▼
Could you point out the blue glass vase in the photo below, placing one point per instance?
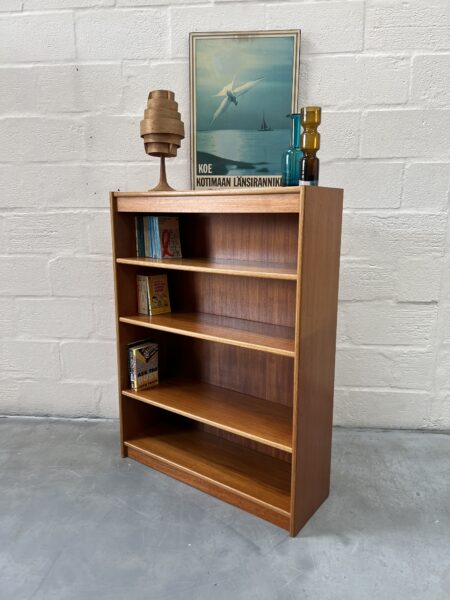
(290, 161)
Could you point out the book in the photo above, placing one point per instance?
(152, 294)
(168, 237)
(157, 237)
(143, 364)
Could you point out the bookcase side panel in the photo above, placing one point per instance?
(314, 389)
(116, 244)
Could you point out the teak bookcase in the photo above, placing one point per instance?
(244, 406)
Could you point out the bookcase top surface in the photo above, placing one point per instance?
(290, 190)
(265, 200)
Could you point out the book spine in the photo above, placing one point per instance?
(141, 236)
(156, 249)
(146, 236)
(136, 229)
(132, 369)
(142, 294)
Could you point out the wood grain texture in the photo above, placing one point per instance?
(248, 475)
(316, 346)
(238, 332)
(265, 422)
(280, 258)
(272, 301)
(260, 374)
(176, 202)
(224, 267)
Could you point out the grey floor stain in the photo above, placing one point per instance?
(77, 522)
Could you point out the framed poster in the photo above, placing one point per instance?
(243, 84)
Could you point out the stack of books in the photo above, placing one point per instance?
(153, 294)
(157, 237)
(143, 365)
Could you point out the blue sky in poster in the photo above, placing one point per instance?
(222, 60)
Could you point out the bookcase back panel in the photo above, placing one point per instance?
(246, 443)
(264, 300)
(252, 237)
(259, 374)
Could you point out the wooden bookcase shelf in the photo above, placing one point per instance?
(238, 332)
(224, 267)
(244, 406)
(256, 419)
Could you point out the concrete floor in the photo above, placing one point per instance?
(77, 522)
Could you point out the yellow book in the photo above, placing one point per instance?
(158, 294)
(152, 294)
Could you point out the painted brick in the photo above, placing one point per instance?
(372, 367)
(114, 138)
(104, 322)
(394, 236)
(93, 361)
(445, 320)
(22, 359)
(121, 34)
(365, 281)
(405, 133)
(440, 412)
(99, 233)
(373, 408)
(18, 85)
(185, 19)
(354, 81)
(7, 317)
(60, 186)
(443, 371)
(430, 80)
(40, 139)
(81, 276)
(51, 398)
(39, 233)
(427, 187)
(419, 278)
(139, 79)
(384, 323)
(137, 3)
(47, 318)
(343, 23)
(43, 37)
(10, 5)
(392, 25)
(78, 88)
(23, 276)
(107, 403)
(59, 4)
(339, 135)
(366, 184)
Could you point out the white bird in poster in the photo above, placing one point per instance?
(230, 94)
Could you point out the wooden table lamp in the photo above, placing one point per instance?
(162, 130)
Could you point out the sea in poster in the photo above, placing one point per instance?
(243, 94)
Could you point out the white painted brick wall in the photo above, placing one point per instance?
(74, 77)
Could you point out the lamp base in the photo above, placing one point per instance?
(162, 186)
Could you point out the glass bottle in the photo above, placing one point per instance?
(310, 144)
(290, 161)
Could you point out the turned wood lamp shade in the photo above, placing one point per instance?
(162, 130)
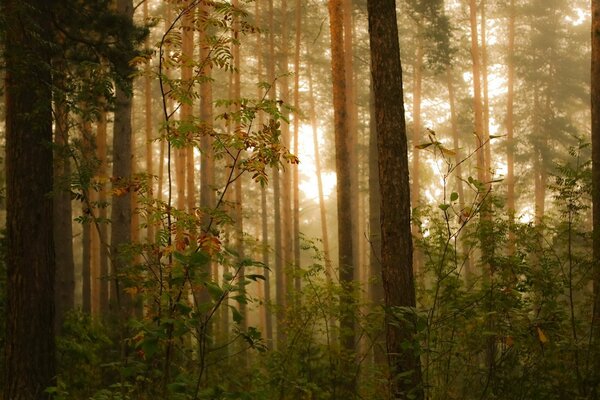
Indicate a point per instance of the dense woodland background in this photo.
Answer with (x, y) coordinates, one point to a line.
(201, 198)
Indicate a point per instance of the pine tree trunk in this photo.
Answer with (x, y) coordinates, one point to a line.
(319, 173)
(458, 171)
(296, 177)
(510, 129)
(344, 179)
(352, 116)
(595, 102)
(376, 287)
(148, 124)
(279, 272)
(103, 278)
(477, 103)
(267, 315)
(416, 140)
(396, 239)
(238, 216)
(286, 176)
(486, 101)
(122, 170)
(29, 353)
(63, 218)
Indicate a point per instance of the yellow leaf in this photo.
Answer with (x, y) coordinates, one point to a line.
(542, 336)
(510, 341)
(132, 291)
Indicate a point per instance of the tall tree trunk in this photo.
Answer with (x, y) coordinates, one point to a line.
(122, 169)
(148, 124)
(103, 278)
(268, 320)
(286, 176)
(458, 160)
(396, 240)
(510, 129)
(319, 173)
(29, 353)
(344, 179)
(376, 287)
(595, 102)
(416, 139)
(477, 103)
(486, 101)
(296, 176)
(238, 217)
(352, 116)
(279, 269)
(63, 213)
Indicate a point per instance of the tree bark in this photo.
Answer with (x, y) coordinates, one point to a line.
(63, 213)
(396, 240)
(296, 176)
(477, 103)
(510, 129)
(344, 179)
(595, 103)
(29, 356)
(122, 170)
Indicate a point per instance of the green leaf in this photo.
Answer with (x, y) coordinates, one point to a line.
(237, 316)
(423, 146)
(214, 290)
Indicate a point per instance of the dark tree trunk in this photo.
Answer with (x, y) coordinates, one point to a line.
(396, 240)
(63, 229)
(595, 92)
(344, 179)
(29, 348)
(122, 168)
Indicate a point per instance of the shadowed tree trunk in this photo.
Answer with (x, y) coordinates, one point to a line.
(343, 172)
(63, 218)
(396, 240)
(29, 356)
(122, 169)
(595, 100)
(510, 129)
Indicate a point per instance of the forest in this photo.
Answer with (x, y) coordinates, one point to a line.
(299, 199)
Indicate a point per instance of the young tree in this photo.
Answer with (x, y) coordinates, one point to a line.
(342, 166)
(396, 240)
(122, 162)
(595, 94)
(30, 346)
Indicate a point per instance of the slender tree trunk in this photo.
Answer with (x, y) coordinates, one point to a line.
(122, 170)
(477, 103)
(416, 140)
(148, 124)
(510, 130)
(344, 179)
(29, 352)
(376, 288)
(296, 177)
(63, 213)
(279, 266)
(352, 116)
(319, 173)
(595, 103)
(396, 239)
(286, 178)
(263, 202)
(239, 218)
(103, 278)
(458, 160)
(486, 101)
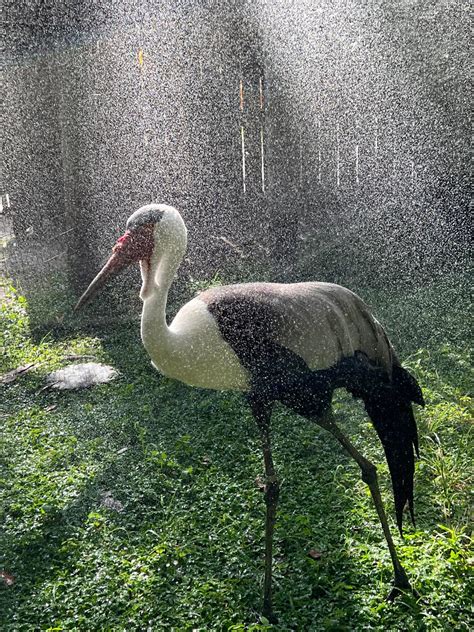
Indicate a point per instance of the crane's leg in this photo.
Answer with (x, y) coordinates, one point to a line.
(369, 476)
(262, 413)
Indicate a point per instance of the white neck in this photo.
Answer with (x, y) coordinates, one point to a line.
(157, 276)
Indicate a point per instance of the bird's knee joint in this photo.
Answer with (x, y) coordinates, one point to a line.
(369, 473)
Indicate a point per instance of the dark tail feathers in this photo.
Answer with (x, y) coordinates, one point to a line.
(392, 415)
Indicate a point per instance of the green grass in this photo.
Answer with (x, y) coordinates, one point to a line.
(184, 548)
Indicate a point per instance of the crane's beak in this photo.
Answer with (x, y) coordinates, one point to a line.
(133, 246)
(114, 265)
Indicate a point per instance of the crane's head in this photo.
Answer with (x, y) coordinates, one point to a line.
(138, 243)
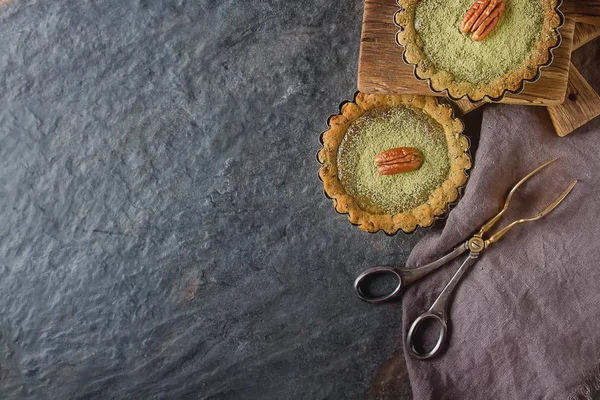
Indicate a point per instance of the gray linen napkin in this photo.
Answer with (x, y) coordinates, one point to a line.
▲
Task description :: A single number is the whole answer: how many lines in the data above hold the string "trunk".

Task solution :: 5